» **Problem to work on**:
Put each line of the material below into a JSON list of strings, one string per line, leaving out any blank lines.

» **Records to process**:
★ ★ ★

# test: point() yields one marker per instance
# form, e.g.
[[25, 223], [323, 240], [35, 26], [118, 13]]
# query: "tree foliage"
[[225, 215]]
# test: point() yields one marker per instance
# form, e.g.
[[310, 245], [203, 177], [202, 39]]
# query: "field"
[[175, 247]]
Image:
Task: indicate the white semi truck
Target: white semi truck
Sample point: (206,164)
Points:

★ ★ ★

» **Solution below**:
[
  "# test: point() yields one marker per instance",
  "# form, e.g.",
  "[[25, 223], [323, 240], [35, 26], [118, 13]]",
  "# query: \"tree foliage\"",
  "[[225, 215]]",
  "# test: point() yields one marker per instance",
  "# form, e.g.",
  "[[310, 245], [203, 177], [202, 39]]",
  "# query: \"field\"",
  "[[175, 247]]",
  "Image:",
  "Task: indicate the white semi truck",
  "Target: white semi truck",
  "Sample point: (206,164)",
  "Points:"
]